* **Given entries**

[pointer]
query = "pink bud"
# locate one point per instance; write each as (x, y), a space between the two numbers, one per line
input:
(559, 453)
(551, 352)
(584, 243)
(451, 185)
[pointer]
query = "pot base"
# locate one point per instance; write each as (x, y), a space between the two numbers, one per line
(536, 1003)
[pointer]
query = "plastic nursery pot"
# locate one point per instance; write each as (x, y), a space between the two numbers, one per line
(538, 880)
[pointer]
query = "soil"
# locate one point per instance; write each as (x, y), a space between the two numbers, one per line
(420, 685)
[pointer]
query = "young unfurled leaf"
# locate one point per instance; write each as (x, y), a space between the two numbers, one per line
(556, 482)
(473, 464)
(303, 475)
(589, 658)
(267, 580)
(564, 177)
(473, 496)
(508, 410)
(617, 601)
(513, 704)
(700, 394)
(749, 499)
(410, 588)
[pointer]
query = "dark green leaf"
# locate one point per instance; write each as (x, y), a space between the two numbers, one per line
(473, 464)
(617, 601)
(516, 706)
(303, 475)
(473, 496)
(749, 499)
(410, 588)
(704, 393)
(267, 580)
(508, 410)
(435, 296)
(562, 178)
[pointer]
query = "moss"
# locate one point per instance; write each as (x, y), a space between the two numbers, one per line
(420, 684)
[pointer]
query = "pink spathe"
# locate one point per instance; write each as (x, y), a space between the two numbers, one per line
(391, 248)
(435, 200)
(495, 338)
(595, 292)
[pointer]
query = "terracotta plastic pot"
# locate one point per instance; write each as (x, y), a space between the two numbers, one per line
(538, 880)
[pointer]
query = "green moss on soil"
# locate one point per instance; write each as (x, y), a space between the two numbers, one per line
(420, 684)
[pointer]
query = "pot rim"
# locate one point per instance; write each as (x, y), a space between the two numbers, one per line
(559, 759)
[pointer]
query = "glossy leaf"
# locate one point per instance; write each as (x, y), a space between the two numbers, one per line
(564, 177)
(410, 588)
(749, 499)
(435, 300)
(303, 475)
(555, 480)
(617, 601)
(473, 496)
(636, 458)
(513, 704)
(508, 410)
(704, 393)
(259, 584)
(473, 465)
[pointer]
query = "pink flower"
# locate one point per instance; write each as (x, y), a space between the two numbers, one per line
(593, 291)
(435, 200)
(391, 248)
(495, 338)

* **What to produce**
Turn the lines above into a numbered list, leaving out any blank lines.

* **Reply to the task**
1. [pointer]
2. query = "pink bud"
3. # locate one point per instance; write each as (x, y), a space between the two numbers, one per line
4. input:
5. (559, 453)
6. (551, 352)
7. (584, 243)
8. (451, 185)
9. [pointer]
10. query = "pot base"
11. # locate one point per instance; write each as (x, y), a space between the two numbers, one per line
12. (536, 1003)
13. [pointer]
14. query = "plastic nursery pot"
15. # locate one point per instance; write each as (x, y), a space between the two numbers, one per line
16. (538, 880)
17. [pointer]
18. query = "soil"
19. # locate one point per instance; write each as (x, y), a space between the two numbers, one per line
20. (420, 685)
21. [pointer]
22. query = "young unfurled leaf"
23. # locate one point per instance; write each as (x, y), a space between the two numbers, one per line
24. (556, 482)
25. (473, 464)
26. (303, 475)
27. (589, 658)
28. (267, 580)
29. (564, 177)
30. (473, 496)
31. (508, 410)
32. (617, 601)
33. (513, 704)
34. (700, 394)
35. (749, 499)
36. (410, 588)
37. [pointer]
38. query = "dark green leaf"
39. # locate one point per instance; write each as (x, y), a space between the two numbers, one per line
40. (473, 464)
41. (617, 601)
42. (516, 706)
43. (303, 475)
44. (473, 496)
45. (749, 499)
46. (410, 588)
47. (704, 393)
48. (267, 580)
49. (508, 410)
50. (435, 296)
51. (562, 178)
52. [pointer]
53. query = "moss"
54. # locate one point per instance; write each as (x, y), a space between the two numbers, one per line
55. (420, 684)
56. [pointer]
57. query = "pink spathe"
58. # locate one point per instance; write each as (x, y), a space between the two numbers, one per line
59. (391, 248)
60. (435, 200)
61. (495, 338)
62. (595, 292)
63. [pointer]
64. query = "terracotta plastic pot"
65. # locate one point per instance; write each as (x, y), a space between the two numbers, one per line
66. (538, 880)
67. [pointer]
68. query = "green moss on soil"
69. # locate one point per instance; write each as (x, y), a space between the two numbers, one per line
70. (420, 684)
71. [pointer]
72. query = "pot rim"
73. # locate one point per instance; write each as (x, y), a space between the two numbers, one per line
74. (559, 759)
75. [pointer]
76. query = "glossy leaf"
77. # locate one point per instance; write each as (x, y), a space between the two numbers, one per line
78. (564, 177)
79. (410, 588)
80. (749, 499)
81. (435, 300)
82. (303, 475)
83. (555, 480)
84. (617, 601)
85. (473, 496)
86. (636, 458)
87. (513, 704)
88. (508, 410)
89. (704, 393)
90. (259, 584)
91. (473, 465)
92. [pointer]
93. query = "pink flower"
94. # locate one point per instance; write each as (x, y), a space between the two numbers, one per line
95. (593, 291)
96. (435, 200)
97. (391, 248)
98. (495, 338)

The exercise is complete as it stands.